**PROVIDED PASSAGE**.
▬▬▬▬▬▬▬▬▬▬
Bedtime - it's every parent's favorite time of day. But, when your tiny tot refuses to fall asleep, bedtime can become a nightmare for everyone.

Kids need their sleep, and parents need some downtime every day too. So, here's the solution: exercise -- no, not for you (though that's a good idea, too), but for your child.

A New Zealand study found that school-aged kids who are physically active during the day fall asleep faster than their sedentary peers. The study, which was published online in the Archives of Disease in Childhood followed 519 children with a mean age of 7.3 years.

They discovered that for every hour a child was sedentary, it increased their sleep latency -- or falling asleep time -- by 3.1 minutes.

Parents reading this are probably not surprised. How many times have you let your kids stay those extra 15 minutes at the pool or playground to wear them out?

In fact, New York University Sleep Disorders Center director Dr. David Rapoport, told Forbes sedentary children may just need less sleep:

I see this as something which we were designed by nature to do. The purpose of sleep is to recover from activity, and what this is showing is that that link is quite tight in the child. If the child exercises, they need more sleep and they get it more easily.

A 2008 study found however, that TV can disrupt a child's ability to fall asleep. Since today's sedentary kids spend much of their spare time playing video games, using the computer, or watching TV, they're especially at risk of not getting enough sleep -- even if they need less than active kids.

As an adult, I know I sleep far better when I'm exercising daily and so do my children.

Have you observed this effect in your own kids?
▬▬▬▬▬▬▬▬▬▬
**DATA LISTING**.
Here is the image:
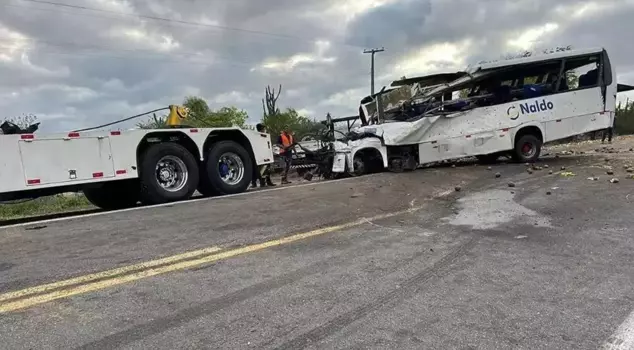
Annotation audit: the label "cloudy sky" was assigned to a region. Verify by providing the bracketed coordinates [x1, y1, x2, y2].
[0, 0, 634, 131]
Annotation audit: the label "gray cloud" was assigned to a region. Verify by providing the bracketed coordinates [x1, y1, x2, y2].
[0, 0, 634, 131]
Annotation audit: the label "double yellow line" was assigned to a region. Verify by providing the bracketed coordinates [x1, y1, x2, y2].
[0, 207, 422, 314]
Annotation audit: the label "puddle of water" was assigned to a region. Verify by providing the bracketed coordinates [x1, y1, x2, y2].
[445, 190, 551, 230]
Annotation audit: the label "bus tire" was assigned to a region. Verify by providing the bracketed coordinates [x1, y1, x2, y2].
[82, 180, 140, 210]
[204, 141, 253, 195]
[139, 142, 199, 204]
[513, 134, 542, 163]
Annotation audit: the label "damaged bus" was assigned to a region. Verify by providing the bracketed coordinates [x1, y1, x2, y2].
[332, 47, 633, 175]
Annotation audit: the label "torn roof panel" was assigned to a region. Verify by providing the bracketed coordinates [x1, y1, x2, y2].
[469, 48, 604, 72]
[390, 72, 467, 86]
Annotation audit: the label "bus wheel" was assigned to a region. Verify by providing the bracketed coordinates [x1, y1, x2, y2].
[82, 180, 139, 210]
[204, 141, 253, 194]
[513, 135, 542, 163]
[139, 142, 199, 204]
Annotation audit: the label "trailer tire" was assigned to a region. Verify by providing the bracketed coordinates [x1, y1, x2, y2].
[203, 141, 253, 194]
[513, 134, 542, 163]
[139, 142, 199, 204]
[82, 180, 140, 210]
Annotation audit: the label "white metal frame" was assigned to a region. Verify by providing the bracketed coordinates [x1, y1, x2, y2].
[0, 128, 273, 193]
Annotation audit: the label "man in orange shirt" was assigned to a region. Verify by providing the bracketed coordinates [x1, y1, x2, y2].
[277, 126, 295, 184]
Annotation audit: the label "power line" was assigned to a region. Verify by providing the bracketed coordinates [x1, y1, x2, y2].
[16, 0, 361, 48]
[363, 47, 385, 96]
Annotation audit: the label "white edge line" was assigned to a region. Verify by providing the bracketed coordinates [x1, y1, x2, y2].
[0, 174, 378, 230]
[601, 311, 634, 350]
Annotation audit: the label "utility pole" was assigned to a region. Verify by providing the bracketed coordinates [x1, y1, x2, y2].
[363, 47, 385, 95]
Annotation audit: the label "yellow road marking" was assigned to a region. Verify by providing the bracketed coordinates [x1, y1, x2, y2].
[0, 206, 423, 313]
[0, 247, 222, 301]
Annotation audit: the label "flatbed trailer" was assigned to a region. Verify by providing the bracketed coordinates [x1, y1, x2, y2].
[0, 113, 273, 209]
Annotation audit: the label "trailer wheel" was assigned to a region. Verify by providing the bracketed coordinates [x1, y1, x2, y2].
[82, 180, 140, 210]
[140, 142, 199, 204]
[513, 134, 542, 163]
[204, 141, 253, 194]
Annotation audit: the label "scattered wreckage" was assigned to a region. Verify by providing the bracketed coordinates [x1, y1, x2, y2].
[306, 47, 634, 177]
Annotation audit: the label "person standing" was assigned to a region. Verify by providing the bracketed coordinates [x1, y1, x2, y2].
[251, 123, 275, 188]
[601, 113, 616, 143]
[277, 126, 295, 184]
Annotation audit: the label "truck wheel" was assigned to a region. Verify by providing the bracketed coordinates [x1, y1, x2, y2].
[82, 180, 139, 210]
[204, 141, 253, 194]
[513, 135, 542, 163]
[140, 142, 199, 204]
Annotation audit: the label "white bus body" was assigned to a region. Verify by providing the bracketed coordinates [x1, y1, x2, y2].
[0, 128, 273, 209]
[333, 45, 620, 172]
▬▬▬▬▬▬▬▬▬▬
**DESCRIPTION OF THE TASK**. Revise the passage on children's sleep and exercise, replacing "playground" with "park". Begin at the words "They discovered that" and stop after "wear them out?". The records are separate material from the passage on children's sleep.

**TASK OUTPUT**.
They discovered that for every hour a child was sedentary, it increased their sleep latency -- or falling asleep time -- by 3.1 minutes.

Parents reading this are probably not surprised. How many times have you let your kids stay those extra 15 minutes at the pool or park to wear them out?